### AUFGABENSTELLUNG 1
Schreibe aus dem Interview alles von „Tja, und irgendwann“ bis hinunter zu „Zeit geben will.“ wortgetreu ab.
### AUFGABENSTELLUNG 2
Gib die Zeilen ab derjenigen, die „The locate routine indicates the football“ enthält, bis hinunter zum Ende der Zeilen als nummerierte Liste wieder und lass dabei Leerzeilen weg.

### DOKUMENT
***

Tja, und irgendwann wird es auch einen vierten geben. Aber das wird noch ein bisschen dauern, da ich den Zwergen und mir ein bisschen Zeit geben will.

_Martin_:
Beschreibe den Lesern, die noch nicht mit diesem Zyklus vertraut sind, doch bitte einmal kurz die drei Teile („Die Zwerge“, „Der Krieg der Zwerge“ und „Die Rache der Zwerge“).

_Markus_:
Grob zusammengefasst, ist der erste Teil Zwerge für Einsteiger. Für Leute, die die Zwerge aus dem „Herr der Ringe“ kennen – und hiermit meine ich in erster Linie die Filme. Sie wissen nicht sehr viel über dieses Volk, und daher nehme ich sie bei der Hand und führe sie mit der Hilfe von Tungdil in mein Zwergenreich. Tungdil ist ein Zwerg, der bei Menschen aufwuchs und nach und nach in die fünf Zwergenreiche des Geborgenen Landes hineinschnuppert. Man kriegt mit seinen Augen mit, wie die verschiedenen Zwerge sind und was er alles erlebt. Vom Anfängerzwerg wird er dabei zum Heldenzwerg.

Und mit diesem Heldenzwerg Tungdil gehen wir dann in den zweiten Band „Der Krieg der Zwerge“. Der erste Band war Zwerge für Einsteiger, der zweite Band ist Zwerge für Fortgeschrittene. Da wird beleuchtet, wie vielschichtig die Zwergenkultur ist, und wo auch die Reibungspunkte zwischen den verschiedenen Zwergenvölkern und Stämmen liegen.

***

(Zeilen aus einem Zeige-Datensatz)
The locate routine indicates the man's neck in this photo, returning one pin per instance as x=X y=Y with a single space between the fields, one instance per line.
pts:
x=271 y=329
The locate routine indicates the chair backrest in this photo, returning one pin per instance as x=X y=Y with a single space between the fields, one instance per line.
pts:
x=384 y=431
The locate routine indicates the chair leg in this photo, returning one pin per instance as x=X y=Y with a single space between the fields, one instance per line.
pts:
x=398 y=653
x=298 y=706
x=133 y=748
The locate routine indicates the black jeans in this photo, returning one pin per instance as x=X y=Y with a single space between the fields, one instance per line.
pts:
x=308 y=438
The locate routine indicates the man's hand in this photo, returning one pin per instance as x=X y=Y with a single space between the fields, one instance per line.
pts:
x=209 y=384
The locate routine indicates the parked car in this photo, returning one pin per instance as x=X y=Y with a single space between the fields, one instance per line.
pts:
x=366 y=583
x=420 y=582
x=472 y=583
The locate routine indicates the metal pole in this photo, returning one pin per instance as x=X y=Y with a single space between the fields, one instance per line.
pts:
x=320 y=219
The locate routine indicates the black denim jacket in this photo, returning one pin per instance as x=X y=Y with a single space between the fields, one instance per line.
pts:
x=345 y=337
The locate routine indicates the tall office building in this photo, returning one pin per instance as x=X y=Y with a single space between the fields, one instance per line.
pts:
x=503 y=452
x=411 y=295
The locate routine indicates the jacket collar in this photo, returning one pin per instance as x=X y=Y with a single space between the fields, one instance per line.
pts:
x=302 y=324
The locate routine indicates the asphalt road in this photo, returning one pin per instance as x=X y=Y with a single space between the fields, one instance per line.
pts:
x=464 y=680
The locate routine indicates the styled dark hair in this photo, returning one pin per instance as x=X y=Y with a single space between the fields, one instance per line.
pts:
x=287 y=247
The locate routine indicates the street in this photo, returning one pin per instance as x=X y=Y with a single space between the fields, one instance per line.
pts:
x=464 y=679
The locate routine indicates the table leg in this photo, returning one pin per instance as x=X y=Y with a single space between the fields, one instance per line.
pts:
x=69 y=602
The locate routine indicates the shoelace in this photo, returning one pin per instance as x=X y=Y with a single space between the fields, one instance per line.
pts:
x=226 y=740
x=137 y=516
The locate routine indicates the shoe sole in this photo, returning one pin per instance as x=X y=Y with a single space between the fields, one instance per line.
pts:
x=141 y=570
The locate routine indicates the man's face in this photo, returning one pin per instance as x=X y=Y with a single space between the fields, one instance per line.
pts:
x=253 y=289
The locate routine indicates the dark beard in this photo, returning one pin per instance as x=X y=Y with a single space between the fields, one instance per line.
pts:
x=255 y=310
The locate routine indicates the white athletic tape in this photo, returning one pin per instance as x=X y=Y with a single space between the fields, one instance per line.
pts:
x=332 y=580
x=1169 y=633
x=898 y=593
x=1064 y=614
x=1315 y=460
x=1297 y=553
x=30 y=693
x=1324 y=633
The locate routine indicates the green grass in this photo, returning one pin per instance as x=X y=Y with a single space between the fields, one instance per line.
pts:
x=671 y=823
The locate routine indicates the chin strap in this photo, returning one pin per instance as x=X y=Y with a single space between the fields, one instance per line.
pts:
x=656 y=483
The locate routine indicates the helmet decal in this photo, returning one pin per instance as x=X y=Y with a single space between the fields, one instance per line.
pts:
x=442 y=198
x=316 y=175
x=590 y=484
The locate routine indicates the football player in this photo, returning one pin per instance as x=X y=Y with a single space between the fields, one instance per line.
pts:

***

### VOLLSTÄNDIGE ANTWORT 1
Tja, und irgendwann wird es auch einen vierten geben. Aber das wird noch ein bisschen dauern, da ich den Zwergen und mir ein bisschen Zeit geben will.

### VOLLSTÄNDIGE ANTWORT 2
1. The locate routine indicates the football player in this photo, returning one pin per instance as x=X y=Y with a single space between the fields, one instance per line.
2. pts:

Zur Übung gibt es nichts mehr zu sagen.